> **What to produce**
At the line containing "Query: woman's right hand", begin an exact copy, and continue through the last line of the entries below. Leave out any pictures.

> **Source records**

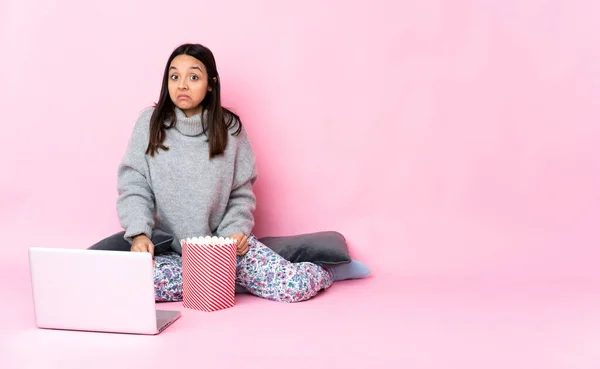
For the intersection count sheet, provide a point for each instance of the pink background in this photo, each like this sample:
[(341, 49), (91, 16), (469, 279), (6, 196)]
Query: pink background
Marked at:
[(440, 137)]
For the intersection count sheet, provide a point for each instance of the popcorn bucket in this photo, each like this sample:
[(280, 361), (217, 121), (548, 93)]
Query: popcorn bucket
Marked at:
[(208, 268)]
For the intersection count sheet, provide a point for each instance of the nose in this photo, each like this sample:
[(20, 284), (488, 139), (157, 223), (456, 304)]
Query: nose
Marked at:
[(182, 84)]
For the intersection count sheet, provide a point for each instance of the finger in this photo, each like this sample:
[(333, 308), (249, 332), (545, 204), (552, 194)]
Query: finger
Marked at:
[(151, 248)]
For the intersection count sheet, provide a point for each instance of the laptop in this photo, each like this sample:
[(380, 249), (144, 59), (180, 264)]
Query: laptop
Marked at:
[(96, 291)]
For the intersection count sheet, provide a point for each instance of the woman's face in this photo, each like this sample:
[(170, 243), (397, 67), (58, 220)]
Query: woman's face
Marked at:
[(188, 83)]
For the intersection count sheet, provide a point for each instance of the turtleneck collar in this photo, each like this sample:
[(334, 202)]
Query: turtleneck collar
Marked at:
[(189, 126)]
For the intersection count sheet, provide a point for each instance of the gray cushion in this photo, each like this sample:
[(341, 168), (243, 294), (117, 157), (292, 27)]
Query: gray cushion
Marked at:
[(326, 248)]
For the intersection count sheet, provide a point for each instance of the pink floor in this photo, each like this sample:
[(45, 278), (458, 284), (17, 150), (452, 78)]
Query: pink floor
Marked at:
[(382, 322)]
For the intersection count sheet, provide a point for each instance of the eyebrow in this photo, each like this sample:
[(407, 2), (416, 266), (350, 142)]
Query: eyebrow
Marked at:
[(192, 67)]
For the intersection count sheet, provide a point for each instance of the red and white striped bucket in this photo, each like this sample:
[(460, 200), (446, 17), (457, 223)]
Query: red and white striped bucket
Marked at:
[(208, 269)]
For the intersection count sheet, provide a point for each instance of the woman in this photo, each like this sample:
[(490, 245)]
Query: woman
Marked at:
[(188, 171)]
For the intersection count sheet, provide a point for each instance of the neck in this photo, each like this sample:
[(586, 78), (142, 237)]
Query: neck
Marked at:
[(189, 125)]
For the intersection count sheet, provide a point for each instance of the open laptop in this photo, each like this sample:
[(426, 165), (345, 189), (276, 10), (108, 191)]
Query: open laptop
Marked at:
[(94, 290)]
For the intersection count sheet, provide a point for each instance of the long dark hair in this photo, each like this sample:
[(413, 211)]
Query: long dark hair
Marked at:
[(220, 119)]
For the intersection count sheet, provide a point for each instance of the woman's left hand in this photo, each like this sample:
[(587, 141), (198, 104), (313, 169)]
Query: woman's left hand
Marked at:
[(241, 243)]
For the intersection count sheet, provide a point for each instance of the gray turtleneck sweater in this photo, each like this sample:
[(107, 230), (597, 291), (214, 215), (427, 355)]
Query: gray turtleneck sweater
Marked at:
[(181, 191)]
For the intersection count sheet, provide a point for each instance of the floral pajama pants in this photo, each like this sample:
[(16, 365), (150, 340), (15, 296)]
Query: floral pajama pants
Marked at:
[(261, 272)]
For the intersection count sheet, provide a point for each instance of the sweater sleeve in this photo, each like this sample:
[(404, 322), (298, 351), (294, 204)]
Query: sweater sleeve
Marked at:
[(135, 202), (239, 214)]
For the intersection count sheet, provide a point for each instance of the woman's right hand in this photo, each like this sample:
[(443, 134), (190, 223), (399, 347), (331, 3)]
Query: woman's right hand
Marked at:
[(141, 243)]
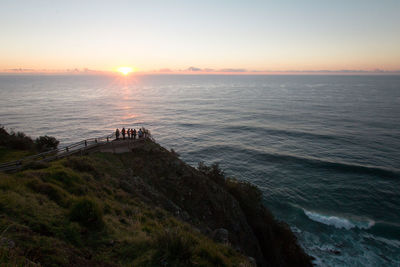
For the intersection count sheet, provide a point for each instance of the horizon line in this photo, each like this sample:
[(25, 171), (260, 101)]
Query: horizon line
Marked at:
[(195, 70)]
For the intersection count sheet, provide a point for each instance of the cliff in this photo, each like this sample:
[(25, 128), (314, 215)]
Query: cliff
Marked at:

> **Exercise response**
Query: woman's right hand
Marked at:
[(141, 243)]
For the intersection count sheet, provide a point for each instance of the horizon line in this photo, each like this sample:
[(25, 171), (260, 101)]
Query: horizon line
Marked at:
[(195, 70)]
For the intersection count sheet, provide a point for each instance of the cliff in this photo, each like this sample:
[(25, 128), (314, 215)]
Query: cliff
Marked at:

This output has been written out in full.